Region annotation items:
--- Start ---

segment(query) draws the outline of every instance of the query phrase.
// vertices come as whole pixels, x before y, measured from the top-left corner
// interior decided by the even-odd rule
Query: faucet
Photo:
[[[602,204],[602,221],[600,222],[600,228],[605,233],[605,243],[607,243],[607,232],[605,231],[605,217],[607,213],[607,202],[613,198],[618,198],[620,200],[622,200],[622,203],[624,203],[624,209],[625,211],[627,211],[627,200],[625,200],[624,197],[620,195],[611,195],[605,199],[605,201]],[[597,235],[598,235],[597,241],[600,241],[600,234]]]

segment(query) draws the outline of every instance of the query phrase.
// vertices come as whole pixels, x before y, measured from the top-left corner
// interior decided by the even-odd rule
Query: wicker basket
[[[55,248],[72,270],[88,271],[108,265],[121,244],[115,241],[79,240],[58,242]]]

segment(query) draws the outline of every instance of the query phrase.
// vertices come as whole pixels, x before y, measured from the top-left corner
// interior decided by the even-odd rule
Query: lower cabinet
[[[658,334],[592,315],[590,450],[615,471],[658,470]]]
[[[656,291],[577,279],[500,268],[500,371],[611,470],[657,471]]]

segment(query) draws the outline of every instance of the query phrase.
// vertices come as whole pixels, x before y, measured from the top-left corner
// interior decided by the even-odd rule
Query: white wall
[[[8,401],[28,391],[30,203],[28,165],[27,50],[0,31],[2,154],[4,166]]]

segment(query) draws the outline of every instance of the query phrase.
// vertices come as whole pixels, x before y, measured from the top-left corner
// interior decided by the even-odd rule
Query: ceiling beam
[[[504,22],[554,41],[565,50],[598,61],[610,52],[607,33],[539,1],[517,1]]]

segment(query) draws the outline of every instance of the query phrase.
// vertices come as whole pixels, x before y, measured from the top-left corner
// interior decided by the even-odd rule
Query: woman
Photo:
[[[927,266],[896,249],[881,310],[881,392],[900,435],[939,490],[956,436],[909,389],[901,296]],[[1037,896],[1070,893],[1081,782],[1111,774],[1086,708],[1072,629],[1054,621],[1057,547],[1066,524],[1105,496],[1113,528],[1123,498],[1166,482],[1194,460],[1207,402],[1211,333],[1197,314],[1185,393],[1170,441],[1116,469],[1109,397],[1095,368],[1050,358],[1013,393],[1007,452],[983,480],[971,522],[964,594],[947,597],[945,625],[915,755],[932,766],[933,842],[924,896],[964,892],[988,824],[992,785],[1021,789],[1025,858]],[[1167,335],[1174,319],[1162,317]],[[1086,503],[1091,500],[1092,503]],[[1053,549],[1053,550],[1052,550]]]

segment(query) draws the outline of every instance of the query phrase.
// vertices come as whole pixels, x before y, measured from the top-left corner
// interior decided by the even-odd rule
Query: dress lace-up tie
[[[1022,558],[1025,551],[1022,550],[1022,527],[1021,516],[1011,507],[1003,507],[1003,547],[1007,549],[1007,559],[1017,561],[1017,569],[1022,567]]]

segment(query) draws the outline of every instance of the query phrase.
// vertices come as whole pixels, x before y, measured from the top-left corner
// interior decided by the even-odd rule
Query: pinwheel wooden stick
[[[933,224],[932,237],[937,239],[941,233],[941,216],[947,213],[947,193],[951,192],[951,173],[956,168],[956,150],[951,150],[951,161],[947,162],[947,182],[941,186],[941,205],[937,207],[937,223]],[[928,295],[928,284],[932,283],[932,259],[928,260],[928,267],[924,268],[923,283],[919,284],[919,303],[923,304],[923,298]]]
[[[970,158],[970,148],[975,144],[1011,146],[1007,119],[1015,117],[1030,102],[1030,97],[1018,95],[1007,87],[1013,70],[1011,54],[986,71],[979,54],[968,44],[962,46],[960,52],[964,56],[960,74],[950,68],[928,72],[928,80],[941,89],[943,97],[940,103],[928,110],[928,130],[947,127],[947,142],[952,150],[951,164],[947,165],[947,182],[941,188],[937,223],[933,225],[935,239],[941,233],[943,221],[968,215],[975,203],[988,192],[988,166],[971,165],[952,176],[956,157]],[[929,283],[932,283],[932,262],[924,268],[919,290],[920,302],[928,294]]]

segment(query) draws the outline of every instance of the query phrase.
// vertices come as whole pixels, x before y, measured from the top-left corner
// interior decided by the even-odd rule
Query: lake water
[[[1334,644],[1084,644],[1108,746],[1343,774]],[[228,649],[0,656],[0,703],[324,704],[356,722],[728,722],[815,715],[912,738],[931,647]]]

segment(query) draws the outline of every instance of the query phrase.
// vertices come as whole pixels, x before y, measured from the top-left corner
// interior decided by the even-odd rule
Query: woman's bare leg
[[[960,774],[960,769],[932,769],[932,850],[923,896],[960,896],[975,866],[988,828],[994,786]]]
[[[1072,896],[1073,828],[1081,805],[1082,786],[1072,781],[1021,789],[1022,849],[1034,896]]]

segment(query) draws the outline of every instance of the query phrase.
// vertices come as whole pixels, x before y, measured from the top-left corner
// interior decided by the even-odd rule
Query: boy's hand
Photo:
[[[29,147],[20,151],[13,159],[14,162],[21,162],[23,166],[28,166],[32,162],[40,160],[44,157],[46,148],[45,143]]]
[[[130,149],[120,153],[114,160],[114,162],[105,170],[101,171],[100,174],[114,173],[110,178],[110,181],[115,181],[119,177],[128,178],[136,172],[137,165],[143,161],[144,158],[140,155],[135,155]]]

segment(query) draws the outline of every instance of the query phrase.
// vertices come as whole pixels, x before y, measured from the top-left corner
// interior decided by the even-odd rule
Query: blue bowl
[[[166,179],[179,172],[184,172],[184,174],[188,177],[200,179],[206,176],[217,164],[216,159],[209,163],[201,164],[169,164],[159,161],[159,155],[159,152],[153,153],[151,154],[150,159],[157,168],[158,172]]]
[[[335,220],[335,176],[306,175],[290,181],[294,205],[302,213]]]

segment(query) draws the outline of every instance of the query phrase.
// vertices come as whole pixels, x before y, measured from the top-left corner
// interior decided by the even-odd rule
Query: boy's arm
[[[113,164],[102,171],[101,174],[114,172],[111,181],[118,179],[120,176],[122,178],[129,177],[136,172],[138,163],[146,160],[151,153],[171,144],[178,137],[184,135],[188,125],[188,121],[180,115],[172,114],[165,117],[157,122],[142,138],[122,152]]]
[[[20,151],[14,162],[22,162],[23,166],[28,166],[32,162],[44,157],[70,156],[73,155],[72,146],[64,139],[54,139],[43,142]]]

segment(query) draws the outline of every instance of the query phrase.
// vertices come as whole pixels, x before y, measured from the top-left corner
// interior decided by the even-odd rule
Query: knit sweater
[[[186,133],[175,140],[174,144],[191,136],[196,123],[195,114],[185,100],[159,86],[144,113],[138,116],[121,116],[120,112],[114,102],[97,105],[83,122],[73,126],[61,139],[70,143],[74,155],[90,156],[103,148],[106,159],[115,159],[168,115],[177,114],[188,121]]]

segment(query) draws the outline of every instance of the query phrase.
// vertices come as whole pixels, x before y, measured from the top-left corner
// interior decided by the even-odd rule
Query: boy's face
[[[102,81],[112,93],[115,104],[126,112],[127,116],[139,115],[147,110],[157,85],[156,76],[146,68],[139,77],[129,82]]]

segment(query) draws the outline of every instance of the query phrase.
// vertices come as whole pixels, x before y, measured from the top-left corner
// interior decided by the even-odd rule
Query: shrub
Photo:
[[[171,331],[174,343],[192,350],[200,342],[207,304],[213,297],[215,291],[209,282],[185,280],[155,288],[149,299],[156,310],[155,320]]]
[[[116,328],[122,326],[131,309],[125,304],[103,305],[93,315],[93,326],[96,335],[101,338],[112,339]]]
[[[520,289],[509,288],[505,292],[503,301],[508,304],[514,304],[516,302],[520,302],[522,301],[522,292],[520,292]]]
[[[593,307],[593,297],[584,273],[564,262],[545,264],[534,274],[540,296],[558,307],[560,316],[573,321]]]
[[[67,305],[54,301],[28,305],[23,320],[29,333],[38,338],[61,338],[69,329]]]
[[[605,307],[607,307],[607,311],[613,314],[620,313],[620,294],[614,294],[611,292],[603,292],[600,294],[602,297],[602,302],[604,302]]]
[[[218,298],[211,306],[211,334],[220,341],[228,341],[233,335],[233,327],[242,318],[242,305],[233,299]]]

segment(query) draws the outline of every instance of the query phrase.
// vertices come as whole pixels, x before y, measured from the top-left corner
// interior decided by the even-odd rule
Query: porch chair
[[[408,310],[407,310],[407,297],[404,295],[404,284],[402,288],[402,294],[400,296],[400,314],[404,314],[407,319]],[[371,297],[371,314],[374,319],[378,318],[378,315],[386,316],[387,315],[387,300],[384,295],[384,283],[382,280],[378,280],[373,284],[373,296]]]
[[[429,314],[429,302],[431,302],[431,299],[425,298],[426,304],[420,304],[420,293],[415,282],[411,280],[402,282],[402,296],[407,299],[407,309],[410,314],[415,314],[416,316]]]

--- End ---

Can you reproduce the material from its opening line through the line that contains "[[[656,291],[577,279],[500,268],[500,371],[611,470],[657,471]]]", both ends included, word for word?

segment(query) draws the outline of every instance of the query phrase.
// vertices come as whole pixels, x before y, measured from the top-left corner
// interior decided by the even-odd rule
Query: faucet
Photo:
[[[602,204],[602,221],[600,222],[600,228],[605,233],[605,243],[607,243],[607,232],[605,231],[605,217],[607,213],[607,202],[613,198],[618,198],[620,200],[622,200],[622,203],[624,203],[624,209],[625,211],[627,211],[627,200],[625,200],[624,197],[620,195],[611,195],[605,199],[605,201]],[[597,235],[598,235],[597,241],[600,241],[600,234]]]

segment(query) draws the outline of every instance of the query phrase.
// vertices come as whole pixels, x before y, measured from the top-left corner
// interior decided by the even-odd rule
Query: wicker basket
[[[55,248],[72,270],[88,271],[108,265],[121,244],[115,241],[79,240],[58,242]]]

segment(query) draws the outline of every instance of the query phrase.
// vertices come as whole pixels, x before y, measured from the top-left corner
// interior decided by the even-odd rule
Query: lower cabinet
[[[658,334],[592,315],[590,450],[615,471],[658,470]]]
[[[656,291],[577,279],[500,268],[500,371],[611,470],[657,471]]]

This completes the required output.